[start]
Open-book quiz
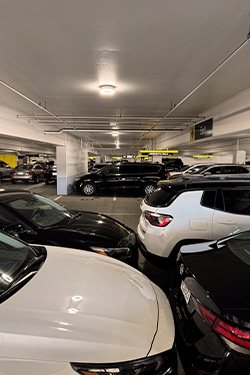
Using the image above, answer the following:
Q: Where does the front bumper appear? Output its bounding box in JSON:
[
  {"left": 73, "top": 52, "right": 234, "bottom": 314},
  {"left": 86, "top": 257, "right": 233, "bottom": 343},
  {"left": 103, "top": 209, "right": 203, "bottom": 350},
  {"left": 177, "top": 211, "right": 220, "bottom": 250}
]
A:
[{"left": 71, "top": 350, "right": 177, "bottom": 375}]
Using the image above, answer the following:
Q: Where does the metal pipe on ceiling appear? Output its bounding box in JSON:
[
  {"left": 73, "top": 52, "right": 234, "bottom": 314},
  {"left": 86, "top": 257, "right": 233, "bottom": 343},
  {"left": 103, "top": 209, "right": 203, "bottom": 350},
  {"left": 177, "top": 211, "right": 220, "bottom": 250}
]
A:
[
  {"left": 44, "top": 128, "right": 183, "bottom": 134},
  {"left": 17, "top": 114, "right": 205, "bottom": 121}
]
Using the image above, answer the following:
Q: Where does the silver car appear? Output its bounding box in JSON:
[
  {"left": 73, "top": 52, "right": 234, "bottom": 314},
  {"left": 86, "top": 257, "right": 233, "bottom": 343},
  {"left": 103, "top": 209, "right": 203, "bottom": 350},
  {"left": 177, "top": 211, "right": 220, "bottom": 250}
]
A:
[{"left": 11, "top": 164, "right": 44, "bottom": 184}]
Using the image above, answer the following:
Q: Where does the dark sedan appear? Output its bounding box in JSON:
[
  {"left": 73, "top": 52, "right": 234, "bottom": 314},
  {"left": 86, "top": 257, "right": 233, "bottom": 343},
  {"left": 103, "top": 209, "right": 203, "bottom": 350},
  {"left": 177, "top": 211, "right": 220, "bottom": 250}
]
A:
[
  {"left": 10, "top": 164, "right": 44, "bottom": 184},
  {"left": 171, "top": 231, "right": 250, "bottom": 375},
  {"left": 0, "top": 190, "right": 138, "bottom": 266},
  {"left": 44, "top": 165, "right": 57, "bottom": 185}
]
[end]
## [What to work on]
Could you rescale the whole listing above, repeating every line with the requests included but leaving out the pictures, and multiplying only the bounding-box coordinates in the answers by 0.65, rounded to whole numbers with halves going up? Keep the coordinates in the requests' format samples unchanged.

## [Full response]
Open-book quiz
Using the image above, answer the following:
Q: Where does the front bumper appear? Output its bounding box in JSON:
[
  {"left": 73, "top": 52, "right": 234, "bottom": 314},
  {"left": 86, "top": 257, "right": 233, "bottom": 343},
  {"left": 103, "top": 209, "right": 203, "bottom": 350},
  {"left": 177, "top": 211, "right": 220, "bottom": 250}
]
A:
[{"left": 46, "top": 228, "right": 115, "bottom": 244}]
Using the image above, answer the following:
Q: Where does the metal pipe on ceiling appear? Output its bounding box in JSON:
[
  {"left": 73, "top": 52, "right": 234, "bottom": 314},
  {"left": 86, "top": 257, "right": 233, "bottom": 343},
  {"left": 103, "top": 209, "right": 203, "bottom": 350},
  {"left": 177, "top": 211, "right": 220, "bottom": 250}
]
A:
[
  {"left": 29, "top": 83, "right": 119, "bottom": 87},
  {"left": 11, "top": 74, "right": 133, "bottom": 79}
]
Using the image above, answer the following:
Q: Where does the silver car appear? Output its bounding box in JSON:
[
  {"left": 73, "top": 52, "right": 234, "bottom": 314},
  {"left": 86, "top": 257, "right": 233, "bottom": 343},
  {"left": 103, "top": 209, "right": 203, "bottom": 350},
  {"left": 177, "top": 211, "right": 220, "bottom": 250}
]
A:
[{"left": 7, "top": 107, "right": 29, "bottom": 120}]
Using the image above, answer the following:
Q: Where does the dark sedan appear? Output its bounding box in JSON:
[
  {"left": 73, "top": 52, "right": 234, "bottom": 314},
  {"left": 86, "top": 257, "right": 233, "bottom": 343},
  {"left": 103, "top": 209, "right": 203, "bottom": 350},
  {"left": 177, "top": 211, "right": 220, "bottom": 250}
]
A:
[
  {"left": 7, "top": 107, "right": 29, "bottom": 120},
  {"left": 111, "top": 150, "right": 163, "bottom": 244},
  {"left": 0, "top": 124, "right": 90, "bottom": 173},
  {"left": 29, "top": 107, "right": 37, "bottom": 120}
]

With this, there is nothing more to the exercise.